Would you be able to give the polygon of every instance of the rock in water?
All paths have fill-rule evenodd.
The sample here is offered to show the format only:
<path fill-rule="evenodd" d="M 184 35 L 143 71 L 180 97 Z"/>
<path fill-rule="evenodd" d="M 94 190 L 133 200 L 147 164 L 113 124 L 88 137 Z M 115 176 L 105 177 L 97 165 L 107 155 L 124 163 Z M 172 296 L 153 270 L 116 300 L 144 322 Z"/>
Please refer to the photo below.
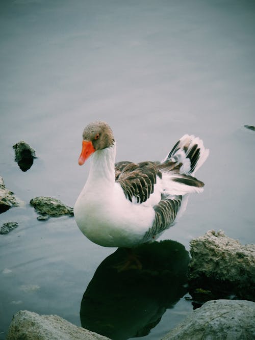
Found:
<path fill-rule="evenodd" d="M 35 150 L 24 141 L 18 142 L 13 148 L 15 150 L 15 162 L 22 171 L 27 171 L 33 165 L 34 159 L 36 158 Z"/>
<path fill-rule="evenodd" d="M 6 340 L 109 340 L 78 327 L 57 315 L 39 315 L 28 310 L 16 313 Z"/>
<path fill-rule="evenodd" d="M 39 196 L 32 198 L 30 204 L 41 216 L 39 216 L 38 220 L 45 220 L 47 217 L 59 217 L 63 215 L 73 216 L 73 209 L 66 205 L 59 199 Z"/>
<path fill-rule="evenodd" d="M 13 193 L 6 189 L 4 179 L 0 176 L 0 214 L 4 213 L 12 206 L 17 206 L 18 203 Z"/>
<path fill-rule="evenodd" d="M 255 131 L 255 126 L 250 125 L 244 125 L 244 127 L 248 128 L 249 130 L 251 130 L 252 131 Z"/>
<path fill-rule="evenodd" d="M 255 303 L 235 300 L 206 302 L 162 340 L 252 340 Z"/>
<path fill-rule="evenodd" d="M 192 240 L 190 246 L 188 278 L 193 298 L 200 290 L 211 291 L 214 298 L 233 294 L 255 300 L 255 245 L 242 245 L 222 230 L 210 230 Z"/>
<path fill-rule="evenodd" d="M 3 226 L 0 229 L 0 234 L 8 234 L 18 225 L 17 222 L 8 222 L 7 223 L 4 223 Z"/>

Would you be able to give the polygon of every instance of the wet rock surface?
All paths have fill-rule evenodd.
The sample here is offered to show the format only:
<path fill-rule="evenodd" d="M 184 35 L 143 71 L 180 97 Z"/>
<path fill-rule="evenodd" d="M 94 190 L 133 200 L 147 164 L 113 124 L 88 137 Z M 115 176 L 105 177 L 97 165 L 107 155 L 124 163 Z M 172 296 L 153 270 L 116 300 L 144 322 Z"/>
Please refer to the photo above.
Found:
<path fill-rule="evenodd" d="M 189 291 L 195 300 L 234 295 L 255 300 L 255 245 L 242 245 L 224 232 L 210 230 L 190 242 Z"/>
<path fill-rule="evenodd" d="M 6 223 L 4 223 L 0 229 L 0 234 L 8 234 L 8 232 L 17 228 L 18 226 L 18 223 L 17 222 L 8 222 Z"/>
<path fill-rule="evenodd" d="M 12 206 L 18 206 L 13 193 L 6 189 L 3 177 L 0 176 L 0 214 L 4 213 Z"/>
<path fill-rule="evenodd" d="M 252 340 L 255 303 L 217 300 L 206 302 L 162 340 Z"/>
<path fill-rule="evenodd" d="M 244 127 L 249 129 L 249 130 L 251 130 L 252 131 L 255 131 L 255 126 L 250 125 L 244 125 Z"/>
<path fill-rule="evenodd" d="M 73 208 L 56 198 L 39 196 L 31 199 L 30 204 L 40 214 L 37 218 L 39 220 L 45 220 L 49 217 L 59 217 L 63 215 L 73 216 Z"/>
<path fill-rule="evenodd" d="M 57 315 L 39 315 L 28 310 L 16 313 L 6 340 L 107 340 L 109 338 L 68 322 Z"/>
<path fill-rule="evenodd" d="M 24 141 L 18 142 L 13 148 L 15 151 L 15 162 L 22 171 L 27 171 L 33 165 L 36 158 L 35 150 Z"/>

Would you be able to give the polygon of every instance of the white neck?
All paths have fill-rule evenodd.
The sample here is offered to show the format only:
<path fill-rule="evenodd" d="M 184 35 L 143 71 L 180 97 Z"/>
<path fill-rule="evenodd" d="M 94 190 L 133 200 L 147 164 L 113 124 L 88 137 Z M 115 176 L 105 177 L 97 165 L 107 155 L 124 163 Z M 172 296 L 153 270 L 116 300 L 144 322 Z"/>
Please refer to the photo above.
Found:
<path fill-rule="evenodd" d="M 114 164 L 116 155 L 116 144 L 94 152 L 87 184 L 107 182 L 113 185 L 115 180 Z"/>

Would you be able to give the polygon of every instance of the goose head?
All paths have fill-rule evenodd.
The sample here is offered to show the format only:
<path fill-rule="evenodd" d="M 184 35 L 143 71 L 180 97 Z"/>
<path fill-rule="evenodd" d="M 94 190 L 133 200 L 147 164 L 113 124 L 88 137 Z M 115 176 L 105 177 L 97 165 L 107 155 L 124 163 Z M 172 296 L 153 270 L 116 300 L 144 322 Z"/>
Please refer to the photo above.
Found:
<path fill-rule="evenodd" d="M 79 165 L 82 165 L 88 158 L 98 150 L 109 147 L 114 143 L 112 129 L 103 121 L 90 123 L 83 133 L 82 149 L 79 159 Z"/>

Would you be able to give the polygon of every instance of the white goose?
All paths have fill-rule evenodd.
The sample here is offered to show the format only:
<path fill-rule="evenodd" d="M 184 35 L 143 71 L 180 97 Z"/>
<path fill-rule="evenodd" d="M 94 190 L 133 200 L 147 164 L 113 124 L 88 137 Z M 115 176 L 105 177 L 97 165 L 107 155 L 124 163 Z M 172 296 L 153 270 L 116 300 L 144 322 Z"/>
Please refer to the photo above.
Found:
<path fill-rule="evenodd" d="M 116 143 L 105 122 L 83 132 L 82 165 L 92 155 L 86 184 L 74 205 L 76 223 L 93 242 L 132 248 L 158 238 L 185 210 L 189 194 L 203 183 L 191 175 L 209 150 L 202 141 L 185 135 L 161 162 L 115 164 Z"/>

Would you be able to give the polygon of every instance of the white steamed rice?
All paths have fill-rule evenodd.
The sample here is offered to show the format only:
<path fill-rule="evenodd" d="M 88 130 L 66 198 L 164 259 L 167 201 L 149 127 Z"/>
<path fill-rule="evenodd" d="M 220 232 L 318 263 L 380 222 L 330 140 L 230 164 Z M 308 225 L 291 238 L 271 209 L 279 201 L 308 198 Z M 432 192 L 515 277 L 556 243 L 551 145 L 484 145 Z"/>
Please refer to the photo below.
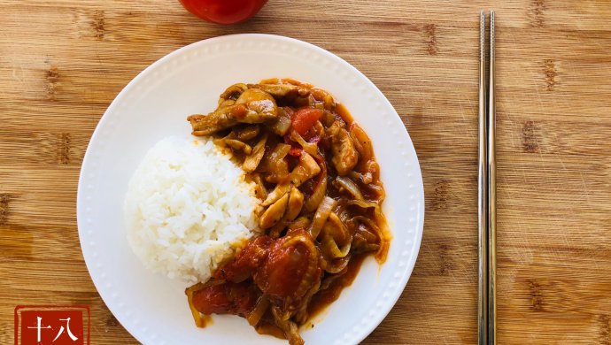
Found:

# # # # #

Transcribe all of the data above verbatim, omitting the pictures.

Would you be able to give the polygon of every instance of the rock in water?
All paths have fill-rule evenodd.
The sample here is offered to show the format only:
<path fill-rule="evenodd" d="M 184 35 L 143 71 L 180 97 Z"/>
<path fill-rule="evenodd" d="M 94 190 L 133 200 L 147 164 L 113 124 L 88 137 Z M 115 176 L 105 177 L 97 165 L 107 155 L 124 163 Z M 172 296 L 153 270 L 116 300 L 144 322 Z"/>
Please refer to the photo below.
Found:
<path fill-rule="evenodd" d="M 35 150 L 24 141 L 18 142 L 13 148 L 15 150 L 15 162 L 22 171 L 27 171 L 33 165 L 34 159 L 36 158 Z"/>
<path fill-rule="evenodd" d="M 6 340 L 109 340 L 78 327 L 57 315 L 39 315 L 28 310 L 16 313 Z"/>
<path fill-rule="evenodd" d="M 39 196 L 32 198 L 30 204 L 41 216 L 39 216 L 38 220 L 45 220 L 47 217 L 59 217 L 63 215 L 73 216 L 73 209 L 66 205 L 59 199 Z"/>
<path fill-rule="evenodd" d="M 13 193 L 6 189 L 4 179 L 0 176 L 0 214 L 4 213 L 12 206 L 17 206 L 18 203 Z"/>
<path fill-rule="evenodd" d="M 255 131 L 255 126 L 250 125 L 244 125 L 244 127 L 248 128 L 249 130 L 251 130 L 252 131 Z"/>
<path fill-rule="evenodd" d="M 255 303 L 235 300 L 206 302 L 162 340 L 252 340 Z"/>
<path fill-rule="evenodd" d="M 192 240 L 190 246 L 188 278 L 193 298 L 200 290 L 211 291 L 214 298 L 233 294 L 255 300 L 255 245 L 242 245 L 222 230 L 210 230 Z"/>
<path fill-rule="evenodd" d="M 3 226 L 0 229 L 0 234 L 8 234 L 18 225 L 17 222 L 8 222 L 7 223 L 4 223 Z"/>

Would you be able to give the polygon of every instance of the wet rock surface?
All paths have fill-rule evenodd.
The sample here is offered to show the format only:
<path fill-rule="evenodd" d="M 184 35 L 143 71 L 180 97 Z"/>
<path fill-rule="evenodd" d="M 94 190 L 133 200 L 147 164 L 113 124 L 88 137 Z M 115 176 L 105 177 L 97 165 L 107 155 L 124 163 Z M 172 296 L 153 270 L 116 300 L 144 322 Z"/>
Please refer to the photo above.
Found:
<path fill-rule="evenodd" d="M 189 291 L 195 300 L 234 295 L 255 300 L 255 245 L 242 245 L 224 232 L 210 230 L 190 242 Z"/>
<path fill-rule="evenodd" d="M 6 223 L 4 223 L 0 229 L 0 234 L 8 234 L 8 232 L 17 228 L 18 226 L 18 223 L 17 222 L 8 222 Z"/>
<path fill-rule="evenodd" d="M 12 206 L 18 206 L 13 193 L 6 189 L 3 177 L 0 176 L 0 214 L 4 213 Z"/>
<path fill-rule="evenodd" d="M 252 340 L 255 303 L 217 300 L 206 302 L 162 340 Z"/>
<path fill-rule="evenodd" d="M 244 127 L 249 129 L 249 130 L 251 130 L 252 131 L 255 131 L 255 126 L 250 125 L 244 125 Z"/>
<path fill-rule="evenodd" d="M 73 208 L 56 198 L 39 196 L 31 199 L 30 204 L 40 214 L 37 218 L 39 220 L 45 220 L 49 217 L 59 217 L 63 215 L 73 216 Z"/>
<path fill-rule="evenodd" d="M 57 315 L 39 315 L 28 310 L 16 313 L 6 340 L 107 340 L 109 338 L 68 322 Z"/>
<path fill-rule="evenodd" d="M 24 141 L 18 142 L 13 148 L 15 151 L 15 162 L 22 171 L 27 171 L 33 165 L 36 158 L 35 150 Z"/>

Would you be able to give the polygon of every instance of the white neck?
All paths have fill-rule evenodd.
The sample here is offered to show the format only:
<path fill-rule="evenodd" d="M 184 35 L 143 71 L 180 97 Z"/>
<path fill-rule="evenodd" d="M 94 190 L 133 200 L 147 164 L 113 124 L 88 137 Z M 115 176 L 105 177 L 97 165 L 107 155 L 124 163 Z M 172 296 L 153 270 L 116 300 L 144 322 Z"/>
Please refer to the photo above.
Found:
<path fill-rule="evenodd" d="M 114 164 L 116 155 L 116 144 L 94 152 L 87 184 L 107 182 L 113 185 L 115 180 Z"/>

Would you be able to give the polygon of every instance of the goose head?
All paths have fill-rule evenodd.
The sample here is offered to show the format only:
<path fill-rule="evenodd" d="M 184 35 L 143 71 L 180 97 Z"/>
<path fill-rule="evenodd" d="M 94 190 L 133 200 L 147 164 L 113 124 L 88 137 Z M 115 176 L 105 177 L 97 165 L 107 155 L 124 163 Z M 172 296 L 153 270 L 116 300 L 144 322 Z"/>
Please refer to the photo above.
Found:
<path fill-rule="evenodd" d="M 79 165 L 82 165 L 88 158 L 98 150 L 109 147 L 114 143 L 112 129 L 103 121 L 90 123 L 83 133 L 82 149 L 79 159 Z"/>

Would you be able to give the polygon of every instance of the white goose?
All paths have fill-rule evenodd.
The sample here is offered to show the format only:
<path fill-rule="evenodd" d="M 184 35 L 143 71 L 180 97 Z"/>
<path fill-rule="evenodd" d="M 94 190 L 133 200 L 147 164 L 113 124 L 88 137 Z M 115 176 L 105 177 L 97 165 L 107 155 L 124 163 Z M 172 296 L 153 270 L 116 300 L 144 322 Z"/>
Please refer to the photo above.
Found:
<path fill-rule="evenodd" d="M 116 143 L 105 122 L 83 132 L 82 165 L 92 155 L 86 184 L 74 205 L 76 223 L 93 242 L 132 248 L 158 238 L 185 210 L 189 194 L 203 183 L 191 175 L 209 150 L 202 141 L 185 135 L 161 162 L 115 164 Z"/>

Would you be able to give the polygon of every instance of the white steamed rice?
All paths have fill-rule evenodd.
The sample here is offered to show the format only:
<path fill-rule="evenodd" d="M 88 130 L 66 198 L 164 259 L 167 201 L 149 127 Z"/>
<path fill-rule="evenodd" d="M 220 232 L 318 263 L 380 222 L 330 140 L 230 164 Z M 308 225 L 291 238 L 271 209 L 279 201 L 308 198 Z M 432 192 L 515 277 L 556 243 L 551 145 L 484 145 Z"/>
Please refer to the photo below.
Found:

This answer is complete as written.